• Document section
-=-=-=-=-
To discover more parameter control, run:

basic-pitch --help

Programmatic

predict()

Import basic-pitch into your own Python code and run the predict functions directly, providing an <input-audio-path> and returning the model's prediction results:

from basic_pitch.inference import predict
from basic_pitch import ICASSP_2022_MODEL_PATH

model_output, midi_data, note_activations = predict(<input-audio-path>)

<minimum-frequency> & <maximum-frequency> (floats) set the maximum and minimum allowed note frequency, in Hz, returned by the model. Pitch events with frequencies outside of this range will be excluded from the prediction results.
model_output is the raw model inference output
midi_data is the transcribed MIDI data derived from the model_output
note_events is a list of note events derived from the model_output

predict() in a loop

To run prediction within a loop, you'll want to load the model yourself and provide predict() with the loaded model object itself to be used for repeated prediction calls, in order to avoid redundant and sluggish model loading.
-=-=-=-=-
• Entries supplied

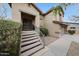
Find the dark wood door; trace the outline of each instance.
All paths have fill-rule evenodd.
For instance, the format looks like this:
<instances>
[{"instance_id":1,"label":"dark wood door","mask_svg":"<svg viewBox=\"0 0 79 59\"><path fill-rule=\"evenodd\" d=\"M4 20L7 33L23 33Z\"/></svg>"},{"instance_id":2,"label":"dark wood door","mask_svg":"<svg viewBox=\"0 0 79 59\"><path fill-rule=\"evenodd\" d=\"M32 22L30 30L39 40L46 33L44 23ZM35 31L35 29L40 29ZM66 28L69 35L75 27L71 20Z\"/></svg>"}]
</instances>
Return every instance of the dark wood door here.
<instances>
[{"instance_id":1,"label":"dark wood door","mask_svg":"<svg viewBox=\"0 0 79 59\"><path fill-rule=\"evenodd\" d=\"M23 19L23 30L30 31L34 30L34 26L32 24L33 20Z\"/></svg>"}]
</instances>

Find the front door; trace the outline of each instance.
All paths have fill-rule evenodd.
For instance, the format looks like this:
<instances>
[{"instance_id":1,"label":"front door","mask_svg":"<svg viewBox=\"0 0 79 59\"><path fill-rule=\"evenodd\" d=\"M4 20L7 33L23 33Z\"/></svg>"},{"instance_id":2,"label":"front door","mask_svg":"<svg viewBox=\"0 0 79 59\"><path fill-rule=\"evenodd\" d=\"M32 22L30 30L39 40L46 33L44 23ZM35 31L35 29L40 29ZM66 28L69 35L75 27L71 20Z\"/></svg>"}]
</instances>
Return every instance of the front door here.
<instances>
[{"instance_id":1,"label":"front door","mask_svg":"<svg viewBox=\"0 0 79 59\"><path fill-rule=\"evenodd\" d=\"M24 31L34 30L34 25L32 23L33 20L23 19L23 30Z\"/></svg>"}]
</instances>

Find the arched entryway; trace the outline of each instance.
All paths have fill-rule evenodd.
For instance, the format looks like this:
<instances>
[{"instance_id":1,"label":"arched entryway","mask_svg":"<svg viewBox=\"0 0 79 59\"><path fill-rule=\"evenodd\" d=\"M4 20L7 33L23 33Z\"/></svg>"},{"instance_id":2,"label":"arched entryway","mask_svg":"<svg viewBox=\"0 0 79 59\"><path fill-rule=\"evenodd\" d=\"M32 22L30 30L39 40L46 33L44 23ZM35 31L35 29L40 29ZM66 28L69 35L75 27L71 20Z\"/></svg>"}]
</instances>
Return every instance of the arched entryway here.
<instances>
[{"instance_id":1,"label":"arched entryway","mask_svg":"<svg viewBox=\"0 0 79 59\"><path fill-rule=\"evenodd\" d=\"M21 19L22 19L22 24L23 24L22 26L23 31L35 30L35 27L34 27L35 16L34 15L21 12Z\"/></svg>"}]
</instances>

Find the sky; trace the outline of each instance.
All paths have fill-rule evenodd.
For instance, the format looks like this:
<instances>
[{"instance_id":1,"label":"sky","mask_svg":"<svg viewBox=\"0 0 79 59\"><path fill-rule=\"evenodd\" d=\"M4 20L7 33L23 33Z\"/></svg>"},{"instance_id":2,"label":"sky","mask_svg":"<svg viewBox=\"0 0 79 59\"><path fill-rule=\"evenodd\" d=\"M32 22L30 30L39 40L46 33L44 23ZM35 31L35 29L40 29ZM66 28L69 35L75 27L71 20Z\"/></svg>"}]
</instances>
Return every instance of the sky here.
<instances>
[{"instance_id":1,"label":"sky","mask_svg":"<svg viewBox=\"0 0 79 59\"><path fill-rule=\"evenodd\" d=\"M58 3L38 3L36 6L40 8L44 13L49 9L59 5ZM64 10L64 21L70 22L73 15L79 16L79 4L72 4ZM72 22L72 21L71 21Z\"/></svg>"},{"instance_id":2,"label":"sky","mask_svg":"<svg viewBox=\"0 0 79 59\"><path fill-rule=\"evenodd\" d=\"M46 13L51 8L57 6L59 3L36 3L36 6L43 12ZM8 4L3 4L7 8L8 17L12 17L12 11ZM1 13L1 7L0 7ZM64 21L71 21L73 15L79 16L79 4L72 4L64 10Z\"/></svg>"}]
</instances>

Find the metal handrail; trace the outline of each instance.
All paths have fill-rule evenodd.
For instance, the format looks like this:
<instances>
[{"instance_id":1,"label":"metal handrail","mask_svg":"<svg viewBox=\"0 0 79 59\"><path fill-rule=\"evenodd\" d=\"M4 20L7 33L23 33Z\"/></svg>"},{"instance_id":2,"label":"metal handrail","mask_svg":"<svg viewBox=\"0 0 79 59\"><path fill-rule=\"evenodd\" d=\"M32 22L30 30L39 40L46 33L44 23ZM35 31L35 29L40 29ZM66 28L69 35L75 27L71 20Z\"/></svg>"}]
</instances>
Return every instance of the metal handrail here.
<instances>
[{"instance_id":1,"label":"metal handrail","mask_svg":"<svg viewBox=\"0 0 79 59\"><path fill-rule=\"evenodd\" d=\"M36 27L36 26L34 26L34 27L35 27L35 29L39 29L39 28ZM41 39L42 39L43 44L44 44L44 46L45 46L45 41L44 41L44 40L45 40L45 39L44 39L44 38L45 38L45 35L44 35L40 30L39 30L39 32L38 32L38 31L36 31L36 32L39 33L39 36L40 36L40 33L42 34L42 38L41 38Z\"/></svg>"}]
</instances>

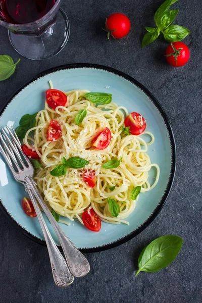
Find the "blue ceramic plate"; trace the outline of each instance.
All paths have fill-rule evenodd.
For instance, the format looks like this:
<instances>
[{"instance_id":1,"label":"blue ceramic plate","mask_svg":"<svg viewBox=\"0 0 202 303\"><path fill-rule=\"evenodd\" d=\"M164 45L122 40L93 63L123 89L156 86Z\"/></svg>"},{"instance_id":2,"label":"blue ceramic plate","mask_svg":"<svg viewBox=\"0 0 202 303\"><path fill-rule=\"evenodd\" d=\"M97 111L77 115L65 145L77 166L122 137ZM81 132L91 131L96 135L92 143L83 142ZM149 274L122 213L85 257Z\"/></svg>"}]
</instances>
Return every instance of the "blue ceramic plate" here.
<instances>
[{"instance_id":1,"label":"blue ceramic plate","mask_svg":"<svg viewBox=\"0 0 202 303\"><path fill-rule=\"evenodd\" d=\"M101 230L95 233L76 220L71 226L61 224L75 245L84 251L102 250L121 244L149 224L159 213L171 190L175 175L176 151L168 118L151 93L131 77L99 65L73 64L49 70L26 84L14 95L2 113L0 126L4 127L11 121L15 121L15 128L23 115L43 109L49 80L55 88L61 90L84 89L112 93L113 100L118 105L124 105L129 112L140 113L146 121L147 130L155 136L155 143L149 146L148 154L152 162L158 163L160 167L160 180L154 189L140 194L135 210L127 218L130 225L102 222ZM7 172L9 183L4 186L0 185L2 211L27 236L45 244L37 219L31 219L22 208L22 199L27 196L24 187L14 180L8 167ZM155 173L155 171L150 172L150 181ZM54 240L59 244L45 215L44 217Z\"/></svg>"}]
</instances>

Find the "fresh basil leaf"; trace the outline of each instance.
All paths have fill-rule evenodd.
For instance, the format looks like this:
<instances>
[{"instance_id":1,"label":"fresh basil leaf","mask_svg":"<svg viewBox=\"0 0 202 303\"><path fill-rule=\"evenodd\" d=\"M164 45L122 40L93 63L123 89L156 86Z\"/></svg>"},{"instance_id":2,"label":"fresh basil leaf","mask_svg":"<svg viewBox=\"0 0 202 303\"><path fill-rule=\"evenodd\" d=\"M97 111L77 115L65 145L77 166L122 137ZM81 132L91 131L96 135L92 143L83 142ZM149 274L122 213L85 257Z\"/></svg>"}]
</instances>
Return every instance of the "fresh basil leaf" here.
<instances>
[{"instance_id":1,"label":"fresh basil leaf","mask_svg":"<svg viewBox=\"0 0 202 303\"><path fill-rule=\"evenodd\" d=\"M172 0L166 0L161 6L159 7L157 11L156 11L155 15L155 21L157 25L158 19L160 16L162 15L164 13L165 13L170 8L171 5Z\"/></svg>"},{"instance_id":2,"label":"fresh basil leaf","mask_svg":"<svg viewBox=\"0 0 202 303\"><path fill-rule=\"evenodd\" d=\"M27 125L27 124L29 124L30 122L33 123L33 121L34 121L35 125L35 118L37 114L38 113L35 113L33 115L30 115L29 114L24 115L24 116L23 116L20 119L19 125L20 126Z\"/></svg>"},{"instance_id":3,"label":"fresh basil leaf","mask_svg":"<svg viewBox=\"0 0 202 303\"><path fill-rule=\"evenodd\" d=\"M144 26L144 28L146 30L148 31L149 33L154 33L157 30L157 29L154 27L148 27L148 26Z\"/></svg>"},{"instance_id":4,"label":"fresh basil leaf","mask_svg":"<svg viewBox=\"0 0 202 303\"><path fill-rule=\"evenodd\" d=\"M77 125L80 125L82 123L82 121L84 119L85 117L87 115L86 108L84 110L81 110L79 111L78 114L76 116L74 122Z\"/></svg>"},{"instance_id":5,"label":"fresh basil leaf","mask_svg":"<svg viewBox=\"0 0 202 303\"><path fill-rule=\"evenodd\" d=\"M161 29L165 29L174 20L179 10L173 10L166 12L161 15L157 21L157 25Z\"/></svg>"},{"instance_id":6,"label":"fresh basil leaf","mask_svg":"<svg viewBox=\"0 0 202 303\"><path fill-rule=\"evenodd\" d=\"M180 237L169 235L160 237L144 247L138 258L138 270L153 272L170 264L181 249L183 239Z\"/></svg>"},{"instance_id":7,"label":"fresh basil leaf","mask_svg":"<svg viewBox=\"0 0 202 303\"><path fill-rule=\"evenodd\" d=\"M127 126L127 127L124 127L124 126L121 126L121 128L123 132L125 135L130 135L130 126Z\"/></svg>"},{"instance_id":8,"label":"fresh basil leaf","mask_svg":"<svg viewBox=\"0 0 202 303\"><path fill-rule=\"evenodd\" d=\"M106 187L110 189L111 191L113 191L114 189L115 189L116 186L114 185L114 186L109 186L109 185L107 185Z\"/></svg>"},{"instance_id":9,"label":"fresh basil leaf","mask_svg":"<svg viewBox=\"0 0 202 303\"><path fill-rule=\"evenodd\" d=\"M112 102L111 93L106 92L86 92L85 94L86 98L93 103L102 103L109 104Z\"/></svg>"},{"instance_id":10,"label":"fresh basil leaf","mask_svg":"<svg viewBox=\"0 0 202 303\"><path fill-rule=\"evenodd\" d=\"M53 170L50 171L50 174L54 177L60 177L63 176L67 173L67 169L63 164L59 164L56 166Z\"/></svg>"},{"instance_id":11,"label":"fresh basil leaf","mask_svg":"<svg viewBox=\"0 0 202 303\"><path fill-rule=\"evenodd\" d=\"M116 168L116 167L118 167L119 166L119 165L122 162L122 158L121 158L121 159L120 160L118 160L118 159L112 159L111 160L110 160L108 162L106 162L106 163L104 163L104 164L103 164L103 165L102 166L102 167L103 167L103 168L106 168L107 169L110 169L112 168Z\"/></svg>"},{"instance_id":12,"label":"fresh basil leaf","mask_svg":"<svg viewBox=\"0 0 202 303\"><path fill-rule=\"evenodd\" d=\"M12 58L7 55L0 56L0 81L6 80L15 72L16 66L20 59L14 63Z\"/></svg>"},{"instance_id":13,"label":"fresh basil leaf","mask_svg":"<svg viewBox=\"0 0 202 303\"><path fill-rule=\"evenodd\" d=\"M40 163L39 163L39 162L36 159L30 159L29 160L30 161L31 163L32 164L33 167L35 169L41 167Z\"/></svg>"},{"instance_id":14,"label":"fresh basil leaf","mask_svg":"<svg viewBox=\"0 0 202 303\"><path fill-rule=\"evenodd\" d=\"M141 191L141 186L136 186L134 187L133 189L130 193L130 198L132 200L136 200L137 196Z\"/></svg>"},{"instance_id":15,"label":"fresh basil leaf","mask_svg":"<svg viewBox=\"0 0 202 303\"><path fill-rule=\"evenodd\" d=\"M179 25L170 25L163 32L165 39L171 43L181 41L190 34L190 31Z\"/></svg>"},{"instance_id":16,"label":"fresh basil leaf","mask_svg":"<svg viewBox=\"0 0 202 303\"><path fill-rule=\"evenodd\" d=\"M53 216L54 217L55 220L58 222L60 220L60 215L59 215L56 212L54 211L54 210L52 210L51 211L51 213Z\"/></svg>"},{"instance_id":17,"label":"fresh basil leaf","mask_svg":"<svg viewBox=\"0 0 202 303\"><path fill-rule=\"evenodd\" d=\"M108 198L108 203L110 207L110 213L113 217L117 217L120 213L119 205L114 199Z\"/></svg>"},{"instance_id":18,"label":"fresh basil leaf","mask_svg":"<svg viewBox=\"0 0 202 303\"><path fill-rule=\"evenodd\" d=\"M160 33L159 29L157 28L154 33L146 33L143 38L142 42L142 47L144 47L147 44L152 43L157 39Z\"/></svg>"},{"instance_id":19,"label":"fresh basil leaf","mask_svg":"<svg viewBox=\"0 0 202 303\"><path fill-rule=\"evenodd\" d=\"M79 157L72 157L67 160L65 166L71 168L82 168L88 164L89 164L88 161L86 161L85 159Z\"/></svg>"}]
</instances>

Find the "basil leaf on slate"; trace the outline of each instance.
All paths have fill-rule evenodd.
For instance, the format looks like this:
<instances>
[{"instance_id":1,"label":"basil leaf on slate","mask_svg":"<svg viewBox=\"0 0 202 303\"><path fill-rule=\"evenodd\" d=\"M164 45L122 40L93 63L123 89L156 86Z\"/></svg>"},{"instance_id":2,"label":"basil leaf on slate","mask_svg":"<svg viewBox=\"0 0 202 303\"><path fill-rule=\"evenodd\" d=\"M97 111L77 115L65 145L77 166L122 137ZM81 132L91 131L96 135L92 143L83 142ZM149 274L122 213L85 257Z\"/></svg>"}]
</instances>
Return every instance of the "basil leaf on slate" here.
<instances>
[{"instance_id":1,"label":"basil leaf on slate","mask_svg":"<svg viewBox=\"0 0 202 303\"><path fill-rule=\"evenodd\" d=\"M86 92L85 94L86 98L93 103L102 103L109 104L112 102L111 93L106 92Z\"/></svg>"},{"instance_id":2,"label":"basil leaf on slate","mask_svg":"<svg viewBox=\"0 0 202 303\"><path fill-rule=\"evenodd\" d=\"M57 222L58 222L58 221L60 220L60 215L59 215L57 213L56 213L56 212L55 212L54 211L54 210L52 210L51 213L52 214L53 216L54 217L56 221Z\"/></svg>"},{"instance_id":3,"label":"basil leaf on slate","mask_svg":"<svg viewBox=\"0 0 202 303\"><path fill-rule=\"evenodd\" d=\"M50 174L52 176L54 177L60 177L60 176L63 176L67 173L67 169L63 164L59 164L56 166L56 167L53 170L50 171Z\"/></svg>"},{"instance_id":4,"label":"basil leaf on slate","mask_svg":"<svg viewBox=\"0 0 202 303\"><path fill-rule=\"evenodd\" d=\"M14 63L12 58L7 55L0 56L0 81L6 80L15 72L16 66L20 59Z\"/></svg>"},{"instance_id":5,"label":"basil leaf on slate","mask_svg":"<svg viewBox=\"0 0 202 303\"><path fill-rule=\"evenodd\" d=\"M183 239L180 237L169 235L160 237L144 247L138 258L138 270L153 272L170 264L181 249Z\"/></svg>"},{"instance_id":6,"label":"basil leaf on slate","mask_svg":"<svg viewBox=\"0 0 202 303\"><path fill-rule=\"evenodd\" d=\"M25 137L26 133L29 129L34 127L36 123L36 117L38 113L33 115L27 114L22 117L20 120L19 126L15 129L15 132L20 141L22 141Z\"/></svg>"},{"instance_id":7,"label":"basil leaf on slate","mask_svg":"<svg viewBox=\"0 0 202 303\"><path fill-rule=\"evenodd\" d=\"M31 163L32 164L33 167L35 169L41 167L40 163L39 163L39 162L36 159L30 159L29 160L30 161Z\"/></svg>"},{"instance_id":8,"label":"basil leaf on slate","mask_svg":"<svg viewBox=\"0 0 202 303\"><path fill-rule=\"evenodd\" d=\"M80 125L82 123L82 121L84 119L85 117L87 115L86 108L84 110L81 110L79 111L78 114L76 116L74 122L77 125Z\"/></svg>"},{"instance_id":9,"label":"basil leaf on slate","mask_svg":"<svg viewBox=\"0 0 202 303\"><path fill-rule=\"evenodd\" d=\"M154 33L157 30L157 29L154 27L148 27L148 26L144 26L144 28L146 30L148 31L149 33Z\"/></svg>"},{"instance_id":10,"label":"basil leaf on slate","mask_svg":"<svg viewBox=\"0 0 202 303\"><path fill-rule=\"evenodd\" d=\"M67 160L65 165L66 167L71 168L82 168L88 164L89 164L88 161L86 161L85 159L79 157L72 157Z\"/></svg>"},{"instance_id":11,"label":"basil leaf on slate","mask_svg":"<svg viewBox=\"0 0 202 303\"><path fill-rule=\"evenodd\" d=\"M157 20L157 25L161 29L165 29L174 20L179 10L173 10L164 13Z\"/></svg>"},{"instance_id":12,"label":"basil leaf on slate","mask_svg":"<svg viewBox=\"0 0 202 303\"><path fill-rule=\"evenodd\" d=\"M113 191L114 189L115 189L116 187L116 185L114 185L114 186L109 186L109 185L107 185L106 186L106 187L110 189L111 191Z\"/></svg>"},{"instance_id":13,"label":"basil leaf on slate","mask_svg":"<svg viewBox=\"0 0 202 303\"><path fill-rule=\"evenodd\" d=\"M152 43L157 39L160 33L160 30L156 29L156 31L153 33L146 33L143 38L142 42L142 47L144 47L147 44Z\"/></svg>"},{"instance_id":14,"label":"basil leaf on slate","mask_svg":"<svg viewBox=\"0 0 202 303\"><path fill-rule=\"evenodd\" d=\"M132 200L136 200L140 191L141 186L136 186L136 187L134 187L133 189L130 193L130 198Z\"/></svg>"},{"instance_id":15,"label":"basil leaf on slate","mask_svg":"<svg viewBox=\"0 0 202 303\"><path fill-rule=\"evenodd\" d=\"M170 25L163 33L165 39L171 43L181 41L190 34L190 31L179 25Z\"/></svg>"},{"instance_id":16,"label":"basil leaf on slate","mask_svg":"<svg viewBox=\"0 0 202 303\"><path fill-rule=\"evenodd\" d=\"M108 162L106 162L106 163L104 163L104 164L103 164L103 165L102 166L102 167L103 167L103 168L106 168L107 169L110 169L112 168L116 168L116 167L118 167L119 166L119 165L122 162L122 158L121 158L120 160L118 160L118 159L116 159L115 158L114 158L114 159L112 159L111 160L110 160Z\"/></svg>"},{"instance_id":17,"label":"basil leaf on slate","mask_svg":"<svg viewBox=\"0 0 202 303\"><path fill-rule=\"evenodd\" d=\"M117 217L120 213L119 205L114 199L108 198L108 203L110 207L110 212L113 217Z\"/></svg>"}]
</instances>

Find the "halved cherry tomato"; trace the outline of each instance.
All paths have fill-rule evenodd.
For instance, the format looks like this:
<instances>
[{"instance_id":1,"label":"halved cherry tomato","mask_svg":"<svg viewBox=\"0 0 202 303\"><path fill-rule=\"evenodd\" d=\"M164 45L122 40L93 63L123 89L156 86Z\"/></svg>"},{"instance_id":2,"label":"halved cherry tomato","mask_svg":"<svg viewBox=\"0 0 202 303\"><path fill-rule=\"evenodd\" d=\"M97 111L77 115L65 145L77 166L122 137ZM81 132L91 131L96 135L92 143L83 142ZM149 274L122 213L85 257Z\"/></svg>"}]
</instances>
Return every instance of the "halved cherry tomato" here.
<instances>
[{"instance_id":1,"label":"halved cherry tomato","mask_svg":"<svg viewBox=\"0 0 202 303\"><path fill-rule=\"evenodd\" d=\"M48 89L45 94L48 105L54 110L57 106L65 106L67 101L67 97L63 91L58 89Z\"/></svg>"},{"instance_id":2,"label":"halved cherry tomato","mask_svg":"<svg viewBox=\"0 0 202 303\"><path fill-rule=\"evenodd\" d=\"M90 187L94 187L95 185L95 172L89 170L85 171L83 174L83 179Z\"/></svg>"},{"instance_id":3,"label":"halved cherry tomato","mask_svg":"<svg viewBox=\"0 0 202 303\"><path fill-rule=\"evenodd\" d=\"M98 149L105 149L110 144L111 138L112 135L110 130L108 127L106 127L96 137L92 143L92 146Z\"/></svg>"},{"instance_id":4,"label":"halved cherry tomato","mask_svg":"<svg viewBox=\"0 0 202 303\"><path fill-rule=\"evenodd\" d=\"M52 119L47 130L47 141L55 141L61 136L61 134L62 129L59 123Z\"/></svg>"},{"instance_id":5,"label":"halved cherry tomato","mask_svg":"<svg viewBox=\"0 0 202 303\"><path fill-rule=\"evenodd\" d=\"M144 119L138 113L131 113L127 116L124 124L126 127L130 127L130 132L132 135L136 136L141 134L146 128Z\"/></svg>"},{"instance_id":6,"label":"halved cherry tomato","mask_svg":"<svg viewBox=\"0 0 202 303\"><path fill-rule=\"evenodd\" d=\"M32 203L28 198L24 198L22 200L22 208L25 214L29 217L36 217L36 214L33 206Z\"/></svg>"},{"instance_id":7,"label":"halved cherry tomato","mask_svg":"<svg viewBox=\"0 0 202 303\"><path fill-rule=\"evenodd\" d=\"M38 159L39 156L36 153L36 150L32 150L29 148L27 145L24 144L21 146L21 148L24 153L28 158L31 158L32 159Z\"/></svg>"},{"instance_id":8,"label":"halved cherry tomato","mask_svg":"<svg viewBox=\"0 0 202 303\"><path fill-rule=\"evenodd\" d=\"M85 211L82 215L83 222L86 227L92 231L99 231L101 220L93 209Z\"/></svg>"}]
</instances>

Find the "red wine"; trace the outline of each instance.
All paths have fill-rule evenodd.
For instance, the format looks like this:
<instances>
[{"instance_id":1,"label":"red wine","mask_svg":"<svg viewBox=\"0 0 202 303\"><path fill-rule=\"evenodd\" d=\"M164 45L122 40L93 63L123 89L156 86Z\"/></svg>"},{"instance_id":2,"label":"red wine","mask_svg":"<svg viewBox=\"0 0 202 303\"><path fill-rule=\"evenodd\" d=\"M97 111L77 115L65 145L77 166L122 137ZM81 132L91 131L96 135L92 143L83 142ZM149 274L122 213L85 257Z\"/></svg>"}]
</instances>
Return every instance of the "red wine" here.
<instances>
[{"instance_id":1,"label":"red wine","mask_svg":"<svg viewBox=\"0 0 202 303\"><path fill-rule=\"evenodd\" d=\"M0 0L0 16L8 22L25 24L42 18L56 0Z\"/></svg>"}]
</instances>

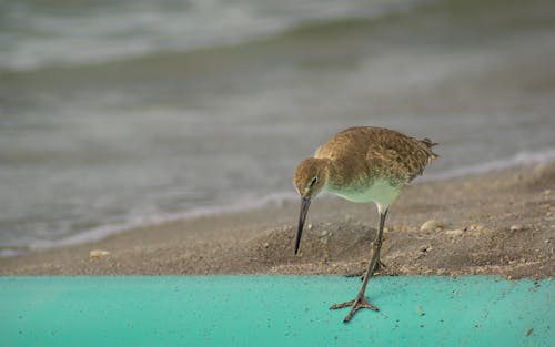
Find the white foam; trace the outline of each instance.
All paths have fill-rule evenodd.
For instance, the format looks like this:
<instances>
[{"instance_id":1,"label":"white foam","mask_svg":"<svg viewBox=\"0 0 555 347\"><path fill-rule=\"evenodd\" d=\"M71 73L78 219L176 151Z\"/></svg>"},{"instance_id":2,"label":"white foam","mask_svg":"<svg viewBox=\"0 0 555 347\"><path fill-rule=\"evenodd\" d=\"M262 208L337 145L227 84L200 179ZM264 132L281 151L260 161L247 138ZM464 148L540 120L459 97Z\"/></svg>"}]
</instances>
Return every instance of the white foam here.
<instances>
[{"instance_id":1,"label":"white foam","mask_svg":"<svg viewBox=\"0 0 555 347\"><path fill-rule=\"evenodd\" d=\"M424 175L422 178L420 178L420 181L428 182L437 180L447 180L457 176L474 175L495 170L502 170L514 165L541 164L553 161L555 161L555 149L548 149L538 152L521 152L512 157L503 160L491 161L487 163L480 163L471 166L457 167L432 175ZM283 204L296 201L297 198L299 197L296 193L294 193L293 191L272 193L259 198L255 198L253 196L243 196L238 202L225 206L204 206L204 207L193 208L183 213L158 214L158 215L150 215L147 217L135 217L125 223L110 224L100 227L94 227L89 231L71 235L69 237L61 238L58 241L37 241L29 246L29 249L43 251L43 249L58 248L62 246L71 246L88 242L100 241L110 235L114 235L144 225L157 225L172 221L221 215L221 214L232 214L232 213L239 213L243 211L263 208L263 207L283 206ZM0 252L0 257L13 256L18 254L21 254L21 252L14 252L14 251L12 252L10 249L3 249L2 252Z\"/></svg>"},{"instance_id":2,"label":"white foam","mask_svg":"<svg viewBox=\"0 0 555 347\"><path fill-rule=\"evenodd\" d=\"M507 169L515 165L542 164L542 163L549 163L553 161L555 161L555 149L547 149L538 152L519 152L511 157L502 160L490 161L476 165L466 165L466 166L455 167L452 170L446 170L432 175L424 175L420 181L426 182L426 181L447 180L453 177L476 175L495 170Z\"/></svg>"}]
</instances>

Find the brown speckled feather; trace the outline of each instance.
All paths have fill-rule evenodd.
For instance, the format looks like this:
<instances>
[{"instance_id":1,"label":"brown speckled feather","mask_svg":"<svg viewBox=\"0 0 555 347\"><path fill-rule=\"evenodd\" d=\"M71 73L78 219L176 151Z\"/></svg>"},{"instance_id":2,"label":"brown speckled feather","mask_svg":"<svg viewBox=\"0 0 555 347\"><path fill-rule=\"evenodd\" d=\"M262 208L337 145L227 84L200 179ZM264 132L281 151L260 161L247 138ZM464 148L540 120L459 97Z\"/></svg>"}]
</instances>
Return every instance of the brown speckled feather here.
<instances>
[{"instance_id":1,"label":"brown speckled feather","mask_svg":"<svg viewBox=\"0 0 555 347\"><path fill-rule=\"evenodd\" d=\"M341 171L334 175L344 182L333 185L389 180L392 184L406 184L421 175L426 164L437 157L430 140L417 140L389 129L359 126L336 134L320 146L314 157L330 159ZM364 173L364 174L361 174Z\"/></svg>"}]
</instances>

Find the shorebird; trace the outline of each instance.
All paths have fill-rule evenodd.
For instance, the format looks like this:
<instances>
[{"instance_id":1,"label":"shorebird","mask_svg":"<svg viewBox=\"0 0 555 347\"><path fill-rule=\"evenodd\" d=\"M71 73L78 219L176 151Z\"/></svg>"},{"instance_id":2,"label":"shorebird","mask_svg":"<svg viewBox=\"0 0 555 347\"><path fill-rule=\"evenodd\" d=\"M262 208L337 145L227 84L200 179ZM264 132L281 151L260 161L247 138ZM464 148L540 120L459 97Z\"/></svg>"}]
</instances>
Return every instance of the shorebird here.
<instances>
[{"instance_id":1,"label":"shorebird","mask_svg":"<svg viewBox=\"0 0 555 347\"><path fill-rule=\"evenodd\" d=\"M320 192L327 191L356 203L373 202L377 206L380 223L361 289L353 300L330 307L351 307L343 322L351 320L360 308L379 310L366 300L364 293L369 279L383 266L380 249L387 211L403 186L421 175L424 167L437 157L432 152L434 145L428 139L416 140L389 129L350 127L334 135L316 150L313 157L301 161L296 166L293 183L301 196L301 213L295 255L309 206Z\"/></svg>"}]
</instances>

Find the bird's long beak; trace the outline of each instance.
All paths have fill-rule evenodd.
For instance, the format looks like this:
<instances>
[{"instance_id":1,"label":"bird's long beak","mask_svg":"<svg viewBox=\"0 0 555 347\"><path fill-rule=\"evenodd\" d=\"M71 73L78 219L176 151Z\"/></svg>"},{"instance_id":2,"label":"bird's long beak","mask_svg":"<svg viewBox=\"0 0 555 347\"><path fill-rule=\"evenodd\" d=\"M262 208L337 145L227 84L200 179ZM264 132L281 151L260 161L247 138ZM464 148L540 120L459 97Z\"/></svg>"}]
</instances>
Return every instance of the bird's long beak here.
-=-=-=-=-
• Exercise prompt
Decide whether each statement agrees with the basic-pitch usage notes, answering yes or no and quoting the words of the notes that decide it.
1. Running basic-pitch --help reveals more parameter control.
2. Pitch events with frequencies outside the set range are kept in the prediction results.
3. When predicting in a loop, predict() should be left to load the model again on each call.
The lines above can be set aside, since only the text is needed.

• Correct answer
1. Yes: "To discover more parameter control, run:"
2. No: "Pitch events with frequencies outside of this range will be excluded from the prediction results."
3. No: "you'll want to load the model yourself and provide predict() with the loaded model object itself to be used for repeated prediction calls, in order to avoid redundant and sluggish model loading."